* **Work to complete**
Until the last line is reached, keep transcribing the material exactly.

* **Dataset content**
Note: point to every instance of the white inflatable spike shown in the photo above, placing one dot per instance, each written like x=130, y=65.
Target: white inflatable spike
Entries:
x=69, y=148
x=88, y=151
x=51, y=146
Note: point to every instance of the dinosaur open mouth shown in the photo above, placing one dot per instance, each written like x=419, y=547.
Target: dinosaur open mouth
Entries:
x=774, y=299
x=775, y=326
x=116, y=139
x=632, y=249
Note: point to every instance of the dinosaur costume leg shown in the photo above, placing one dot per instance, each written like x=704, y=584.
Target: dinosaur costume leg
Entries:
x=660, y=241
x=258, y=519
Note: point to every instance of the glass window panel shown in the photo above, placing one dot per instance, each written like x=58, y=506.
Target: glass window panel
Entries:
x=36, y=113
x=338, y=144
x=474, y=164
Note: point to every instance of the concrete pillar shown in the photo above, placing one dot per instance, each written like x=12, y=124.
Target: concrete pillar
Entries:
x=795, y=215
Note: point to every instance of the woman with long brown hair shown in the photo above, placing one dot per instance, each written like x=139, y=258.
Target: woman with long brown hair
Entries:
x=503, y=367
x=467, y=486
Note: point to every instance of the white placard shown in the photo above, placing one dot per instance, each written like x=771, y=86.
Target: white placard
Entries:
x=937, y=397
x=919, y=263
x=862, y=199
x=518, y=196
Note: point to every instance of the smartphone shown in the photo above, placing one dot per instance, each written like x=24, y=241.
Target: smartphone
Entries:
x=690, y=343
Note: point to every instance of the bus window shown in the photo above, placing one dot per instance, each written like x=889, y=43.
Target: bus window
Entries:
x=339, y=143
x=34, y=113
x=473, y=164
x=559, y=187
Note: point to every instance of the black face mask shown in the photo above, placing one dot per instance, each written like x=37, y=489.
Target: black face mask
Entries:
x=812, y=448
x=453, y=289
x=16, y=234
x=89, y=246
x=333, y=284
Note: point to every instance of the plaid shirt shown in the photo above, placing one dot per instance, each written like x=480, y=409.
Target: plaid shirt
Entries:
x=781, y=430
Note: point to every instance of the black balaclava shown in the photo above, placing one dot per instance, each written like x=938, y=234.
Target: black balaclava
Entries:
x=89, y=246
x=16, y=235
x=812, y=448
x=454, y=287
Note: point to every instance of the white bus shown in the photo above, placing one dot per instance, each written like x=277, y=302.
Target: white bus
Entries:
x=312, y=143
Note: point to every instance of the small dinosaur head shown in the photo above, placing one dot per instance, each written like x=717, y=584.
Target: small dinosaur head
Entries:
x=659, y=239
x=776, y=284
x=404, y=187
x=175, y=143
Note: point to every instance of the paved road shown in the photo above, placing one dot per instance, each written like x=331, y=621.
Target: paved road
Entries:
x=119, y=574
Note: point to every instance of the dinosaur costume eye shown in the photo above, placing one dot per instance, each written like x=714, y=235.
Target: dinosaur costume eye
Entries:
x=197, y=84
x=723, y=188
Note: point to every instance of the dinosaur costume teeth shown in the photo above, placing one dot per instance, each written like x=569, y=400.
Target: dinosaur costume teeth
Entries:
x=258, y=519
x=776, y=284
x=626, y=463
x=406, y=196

* **Reply to the task**
Note: point to every instance of the white inflatable spike shown in the photo above, placing one dot per instance, each written like x=130, y=65.
Target: white inflatable spike
Entries:
x=69, y=148
x=88, y=151
x=51, y=146
Note: point to every instance of the dinosaur open mouth shown in the photo above, placing one dot per instance, each written like x=419, y=547.
Target: dinosaur open mouth
Entries:
x=774, y=299
x=775, y=326
x=116, y=139
x=632, y=249
Note: point to every instance of the dinosaur costume leg shown in the photo above, placing one dot per instance, each written like x=704, y=584.
Target: dinosaur costume leg
Entries:
x=660, y=241
x=258, y=519
Note: point to every instance of the glass window panel shown in the photo above, placing one dot per instance, each written like x=58, y=506.
Target: glass window panel
Entries:
x=36, y=113
x=338, y=144
x=474, y=164
Note: point to every instance of the concrete pillar shown in the photo above, placing one dot per instance, each written like x=12, y=124.
Target: concrete pillar
Entries:
x=795, y=215
Note: point to every instance of the woman with long brown hair shown in the photo above, placing one dot per instance, each written like x=139, y=258.
Target: woman with long brown hair
Entries:
x=503, y=367
x=467, y=486
Note: point to every instance of the white placard shown in the photo above, placing one dot per instance, each written like x=771, y=86.
Target: white placard
Entries:
x=937, y=397
x=919, y=263
x=862, y=199
x=518, y=196
Note: point to every instance of the smartphone shown in the photo above, placing one dot per instance, each written like x=24, y=241.
Target: smartphone
Entries:
x=690, y=343
Note: point to every instance of the bus window shown in the photo above, placing one dot per instance, each written like x=889, y=43.
Target: bus window
Entries:
x=339, y=143
x=34, y=113
x=473, y=164
x=559, y=187
Note: point to every instance of the black face mask shown in the photo above, placing one dot per instance, each written like x=37, y=489.
Target: black face mask
Entries:
x=812, y=448
x=453, y=289
x=16, y=234
x=89, y=246
x=333, y=284
Note: point to every instance of the plaid shirt shown in the photo above, placing one dot per instance, each written like x=480, y=409.
Target: plaid shirt
Entries:
x=781, y=430
Note: point to every instance of the black balaclava shown in the photo above, placing one dot per instance, each written like x=938, y=234.
Target: black balaclava
Entries:
x=89, y=246
x=16, y=235
x=812, y=448
x=454, y=287
Note: point to every instance of the white bus shown in the photo above, placing one dot per instance, each written like x=277, y=302.
Target: white bus
Entries:
x=312, y=143
Note: point to every instance of the small dinosaur head shown in the photo above, placing one dot per instance, each written like x=717, y=584.
Target: small dinosaur head
Entries:
x=659, y=239
x=776, y=284
x=404, y=187
x=175, y=143
Note: point to every instance of the paved road shown in the photo above, placing one dot per instance, each written like x=331, y=621.
Target: paved road
Entries:
x=119, y=574
Note: point to every instance of the dinosaur costume eye shown in the photo above, placing one dot per instance, each written like x=714, y=235.
Target: dinosaur costume eye
Entries:
x=197, y=84
x=723, y=188
Note: point to every instance of the dinosaur costume teeth shown in the photo above, placing one dot per instance, each written like x=569, y=400.
Target: dinosaur costume teeth
Entries:
x=258, y=519
x=776, y=284
x=626, y=463
x=406, y=196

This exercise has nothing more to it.